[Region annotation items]
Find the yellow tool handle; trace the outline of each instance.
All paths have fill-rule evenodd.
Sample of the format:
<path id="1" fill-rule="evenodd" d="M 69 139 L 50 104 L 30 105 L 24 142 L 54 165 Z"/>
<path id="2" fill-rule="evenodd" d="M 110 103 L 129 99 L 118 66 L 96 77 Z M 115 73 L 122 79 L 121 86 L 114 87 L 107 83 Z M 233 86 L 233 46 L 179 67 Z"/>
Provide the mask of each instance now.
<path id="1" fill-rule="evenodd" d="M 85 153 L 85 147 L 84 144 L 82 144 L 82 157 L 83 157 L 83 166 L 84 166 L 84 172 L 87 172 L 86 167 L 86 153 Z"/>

- SHORT EXERCISE -
Write out all of the material above again, requests included. Multiply every coordinate in the answer outlines by 0.85 and round each result to the nearest whole number, with halves rounded up.

- ANSWER TO THE TASK -
Find the yellow tool handle; trace the outline of each instance.
All paths have fill-rule evenodd.
Sample of the format:
<path id="1" fill-rule="evenodd" d="M 69 139 L 50 104 L 30 105 L 24 142 L 54 165 Z"/>
<path id="2" fill-rule="evenodd" d="M 110 103 L 129 99 L 118 66 L 96 77 Z M 115 73 L 122 79 L 121 86 L 114 87 L 107 83 Z M 233 86 L 233 46 L 179 67 Z"/>
Provide the mask of each instance now.
<path id="1" fill-rule="evenodd" d="M 72 130 L 72 125 L 71 122 L 70 122 L 70 133 L 71 133 L 71 141 L 71 141 L 71 146 L 74 146 L 73 142 L 73 130 Z"/>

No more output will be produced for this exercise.